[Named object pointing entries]
BEGIN
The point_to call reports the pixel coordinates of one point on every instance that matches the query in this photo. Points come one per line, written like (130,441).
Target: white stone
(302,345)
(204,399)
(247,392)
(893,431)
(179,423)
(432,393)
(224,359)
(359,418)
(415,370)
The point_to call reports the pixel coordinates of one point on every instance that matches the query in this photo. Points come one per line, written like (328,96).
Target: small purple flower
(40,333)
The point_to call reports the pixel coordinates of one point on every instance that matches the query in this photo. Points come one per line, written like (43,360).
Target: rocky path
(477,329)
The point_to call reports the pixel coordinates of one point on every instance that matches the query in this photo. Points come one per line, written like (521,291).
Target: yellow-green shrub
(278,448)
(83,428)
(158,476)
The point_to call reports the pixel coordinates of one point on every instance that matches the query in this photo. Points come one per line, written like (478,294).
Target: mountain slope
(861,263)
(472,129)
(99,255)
END
Rewrite all of the rows, replacing each instance of "photo" with "image" and keeping everything else the same.

The point_to call reports the pixel coordinates of one point on every instance that matches the query in this image. Points come one per line, written like (130,441).
Target: white stone
(302,345)
(204,399)
(247,392)
(893,431)
(179,423)
(432,393)
(224,359)
(359,418)
(415,370)
The point_to call reports the pixel coordinates of one point on every instance that matches the query in this image. Points come one per line, written like (328,96).
Target: small purple flower
(40,333)
The point_to call reports the pixel coordinates of one point on every instance that matches the query in this image. Points come one per line, written like (43,360).
Target: rocky path
(477,329)
The point_to call reports the pixel coordinates of one point on every instance that matches the query in this image. Points come one per line, written like (521,291).
Target: yellow-green shrub
(278,448)
(83,428)
(158,476)
The point_to call reports the pixel coordinates of one point on every instance that matches the query in this image. Points come one per line, written like (478,294).
Target: mountain slope
(861,263)
(472,129)
(99,255)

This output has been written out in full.